- Material for this exercise

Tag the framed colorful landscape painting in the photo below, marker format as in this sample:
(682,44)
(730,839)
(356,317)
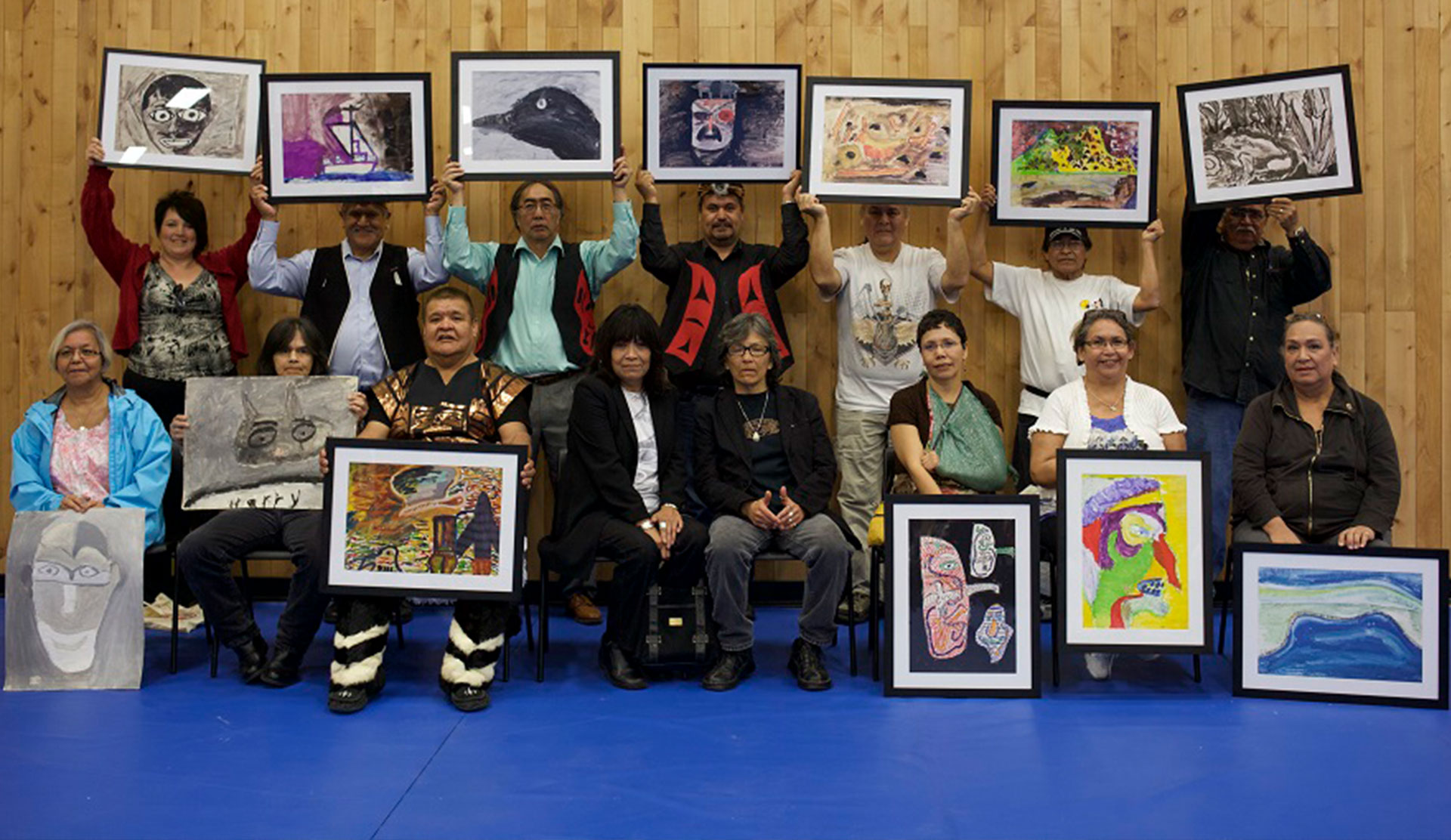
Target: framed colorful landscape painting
(362,137)
(887,140)
(424,518)
(1329,624)
(1132,530)
(1075,163)
(962,597)
(1285,134)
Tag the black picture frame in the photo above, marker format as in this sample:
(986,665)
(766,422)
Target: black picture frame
(1143,115)
(413,456)
(1373,562)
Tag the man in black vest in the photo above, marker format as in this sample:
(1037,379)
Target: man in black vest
(363,293)
(539,308)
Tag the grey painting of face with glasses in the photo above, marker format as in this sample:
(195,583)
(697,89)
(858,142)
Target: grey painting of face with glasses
(254,441)
(181,113)
(73,582)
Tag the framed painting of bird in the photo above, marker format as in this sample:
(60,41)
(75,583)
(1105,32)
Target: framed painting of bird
(962,597)
(347,137)
(553,115)
(1132,534)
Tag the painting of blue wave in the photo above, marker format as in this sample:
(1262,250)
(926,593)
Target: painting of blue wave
(1367,647)
(1341,624)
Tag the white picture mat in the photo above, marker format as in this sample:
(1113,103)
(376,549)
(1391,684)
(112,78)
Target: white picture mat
(957,97)
(1431,617)
(416,88)
(1206,195)
(1146,171)
(1070,518)
(463,121)
(790,79)
(345,457)
(1025,610)
(110,94)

- Do this
Reproduce all of the records above, substituting "point format" for every occurrence of "marker format" and changing nothing else. Omit the pictures from your answer.

- Exercise solution
Tag the framed colorful landscape painting in the photo below, point format as in this sample:
(682,44)
(730,839)
(356,317)
Target: framed colorful landscape painting
(362,137)
(887,140)
(424,518)
(1329,624)
(1132,530)
(1075,163)
(962,597)
(1285,134)
Tag the black picture frame in the photo above, point format as in this sample:
(986,665)
(766,422)
Target: black picture frame
(1143,115)
(413,456)
(1373,562)
Tag the man in black vest in the photo above, point format as in this sample:
(1037,379)
Target: man in black vest
(363,293)
(539,308)
Tag the grey painting of face with glasses in the photo above, point format as in this sample:
(195,583)
(697,89)
(858,142)
Target: grey painting of face with glasses
(254,441)
(181,113)
(73,582)
Tag the framed painting of bird in the photo above, point format as in this sample:
(60,41)
(75,583)
(1105,32)
Target: framed painting of bird
(962,597)
(347,137)
(553,115)
(1132,534)
Tag the painting of blue wave in the photo above, point format as in this sample:
(1262,250)
(926,593)
Target: painting of blue wave
(1367,647)
(1341,624)
Tag the white picture mat in the photo above, point format as in this sample:
(1113,103)
(376,549)
(1391,684)
(112,78)
Target: white picture mat
(957,97)
(1431,617)
(416,88)
(1206,195)
(1146,171)
(1070,518)
(463,121)
(790,79)
(345,457)
(1025,610)
(110,94)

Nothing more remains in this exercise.